Let’s say you login to an Application called Example App, and it shows your last 10 emails from your gmail account. In order for the application to show the emails, it has to retrieve them from your gmail account. But your gmail is protected by your Google Account (email address and password). How can the application access your emails? Do you have to share your password with them? Definitely Not.
Passwords are not meant to be shared. Why trust an app? What will they do with your password? We have no control over it. If you share it with them, since its your username and password, Google cannot distinguish between you or the application accessing it. It’s too insecure.
But we have seen Applications showing up the emails on their own website. How are they doing that? This is when OAuth comes into picture. OAuth has defined protocols on how third-party applications can gain access to the resource server, in our case Gmail. We don’t need to share our username or password.
Then how do these Applications gain access? You will be prompted to login to your google account (First Party holding your credentials). The url is still https://accounts.google.com. So no worries. You are still entering your credentials with google.
After successful login, a consent screen from Google appears, requesting your consent to authorize the third party application Example Appto access the resource (Gmail) on your behalf. If you say yes, Google will issue a token/code with limited scopes (E.g. to read only emails but not delete it). The scopes will be displayed on the consent screen like below.
For example, the above screen is requesting access to view your profile and email address. Google as Authorization Server (Because it authorizes the third party app, it is called authorization server) will only allow access to these defined scopes with the third party app Example App.
In the case above, no emails, contacts or google drive documents are shared with the third party. Just the profile and email address. You don’t need to worry about it.
Google has APIs (https://developers.google.com/apis-explorer) for all the services it is offering. All it needs is an access token to access the API. So, when you provide consent to allow third party apps to access your data, Google (Authorization Server) will share the token/code (If its a code, it will be exchanged later for a token. I will explain later why we needed this extra step) with requested privileges to the application.
From what we have seen so far, the Authorization Server (Google)provides access tokens to access the protected resources (Gmail). The access tokens are acting on our behalf. So if some other application gets hold of the access tokens, there is no way of telling whether the intended application or malicious application accessing it. So the authorization server has to ensure maximum security that the token gets to the hands of the intended application.

————

**Task A**. Reproduce the passage of the OAuth explanation that begins at the words "Then how do" and stops after the words "screen like below.".
The rows that come next are unrelated to the OAuth explanation.

————

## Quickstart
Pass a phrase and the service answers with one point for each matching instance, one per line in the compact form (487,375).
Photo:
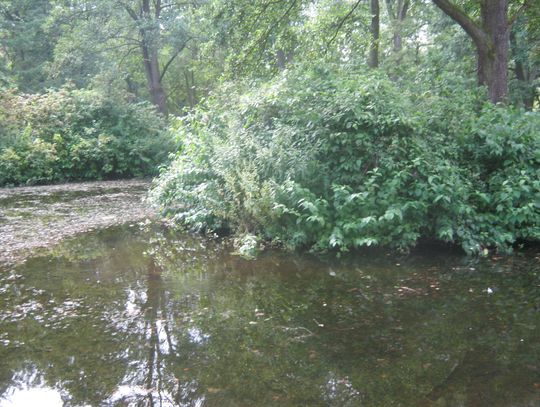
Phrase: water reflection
(134,317)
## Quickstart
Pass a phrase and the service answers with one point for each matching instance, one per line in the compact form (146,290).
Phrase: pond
(140,315)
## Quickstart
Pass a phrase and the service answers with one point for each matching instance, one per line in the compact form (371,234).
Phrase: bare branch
(460,17)
(340,25)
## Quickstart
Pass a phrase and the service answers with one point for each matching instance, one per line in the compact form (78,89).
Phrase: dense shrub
(326,158)
(71,134)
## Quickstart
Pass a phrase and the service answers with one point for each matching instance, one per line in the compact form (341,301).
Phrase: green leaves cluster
(328,158)
(71,134)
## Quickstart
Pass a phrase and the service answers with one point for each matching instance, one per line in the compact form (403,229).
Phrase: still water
(138,315)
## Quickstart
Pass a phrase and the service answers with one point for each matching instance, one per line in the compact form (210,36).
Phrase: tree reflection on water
(135,317)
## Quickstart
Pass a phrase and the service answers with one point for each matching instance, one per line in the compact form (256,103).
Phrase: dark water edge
(141,316)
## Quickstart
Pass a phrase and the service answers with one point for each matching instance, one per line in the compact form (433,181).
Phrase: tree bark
(397,16)
(491,38)
(373,60)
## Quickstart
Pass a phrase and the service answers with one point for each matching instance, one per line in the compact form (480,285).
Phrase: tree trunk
(373,60)
(397,16)
(495,62)
(524,75)
(491,40)
(153,78)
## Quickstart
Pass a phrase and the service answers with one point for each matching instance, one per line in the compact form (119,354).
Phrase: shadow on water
(141,316)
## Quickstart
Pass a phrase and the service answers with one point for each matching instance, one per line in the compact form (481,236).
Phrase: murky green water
(139,316)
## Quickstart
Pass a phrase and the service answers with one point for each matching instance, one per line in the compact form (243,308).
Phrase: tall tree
(491,38)
(374,28)
(397,12)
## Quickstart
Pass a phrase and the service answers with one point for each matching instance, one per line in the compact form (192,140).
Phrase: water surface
(138,315)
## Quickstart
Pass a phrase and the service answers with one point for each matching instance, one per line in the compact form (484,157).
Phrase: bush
(68,135)
(332,159)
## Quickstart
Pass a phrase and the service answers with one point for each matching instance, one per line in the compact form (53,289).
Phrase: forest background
(322,124)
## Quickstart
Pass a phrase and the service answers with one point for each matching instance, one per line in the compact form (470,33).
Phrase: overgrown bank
(72,135)
(329,158)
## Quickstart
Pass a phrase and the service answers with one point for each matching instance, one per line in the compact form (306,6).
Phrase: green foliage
(326,158)
(70,135)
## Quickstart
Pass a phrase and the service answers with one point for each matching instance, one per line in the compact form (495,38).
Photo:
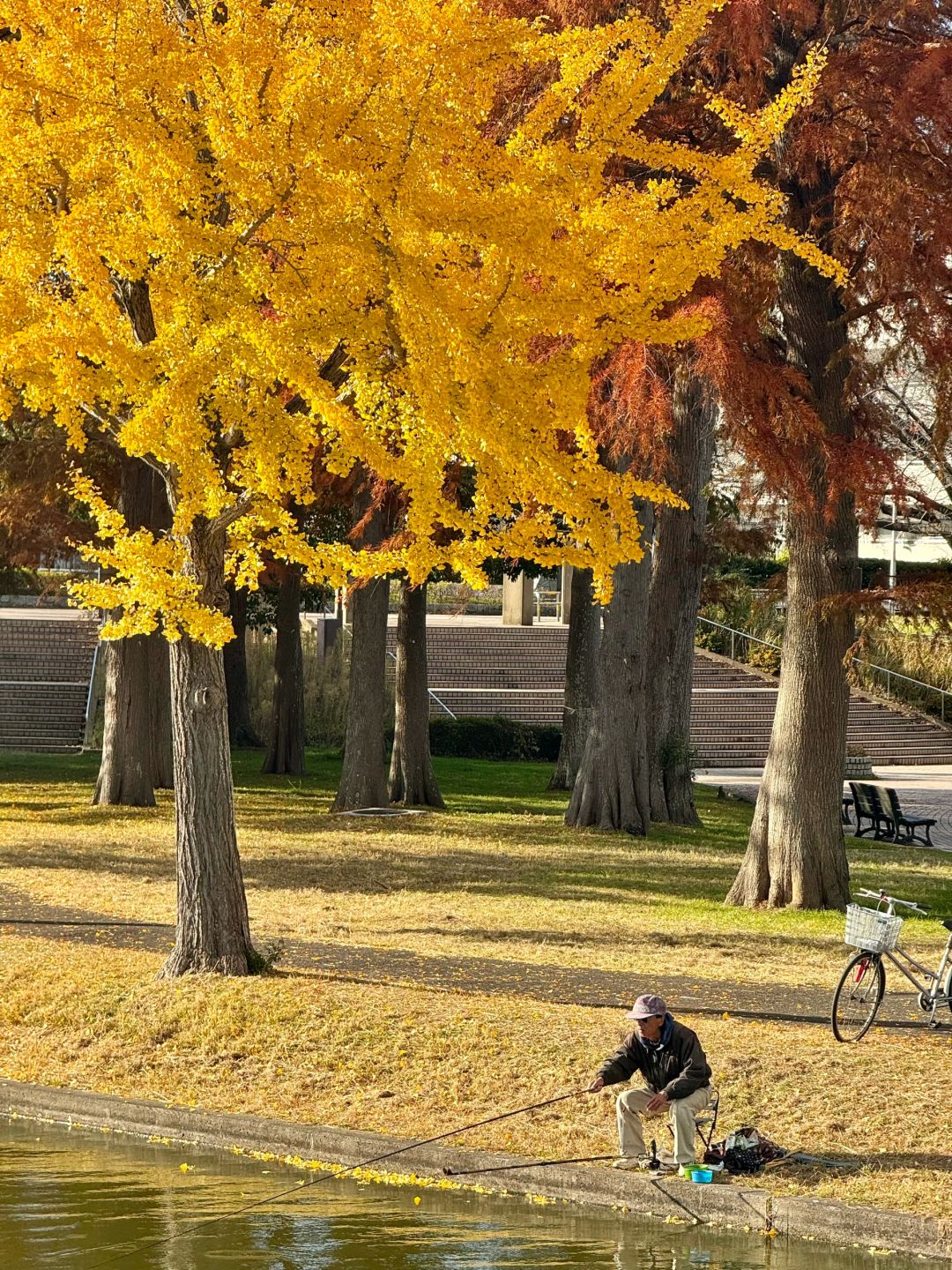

————

**Task B**. Gather every line of the rows that contains the string "tree".

**Written solution A**.
Then how do these Applications gain access? You will be prompted to login to your google account (First Party holding your credentials). The url is still https://accounts.google.com. So no worries. You are still entering your credentials with google.
After successful login, a consent screen from Google appears, requesting your consent to authorize the third party application Example Appto access the resource (Gmail) on your behalf. If you say yes, Google will issue a token/code with limited scopes (E.g. to read only emails but not delete it). The scopes will be displayed on the consent screen like below.

**Written solution B**.
Phrase: tree reflection on water
Phrase: tree bark
Phrase: tree trunk
Phrase: tall tree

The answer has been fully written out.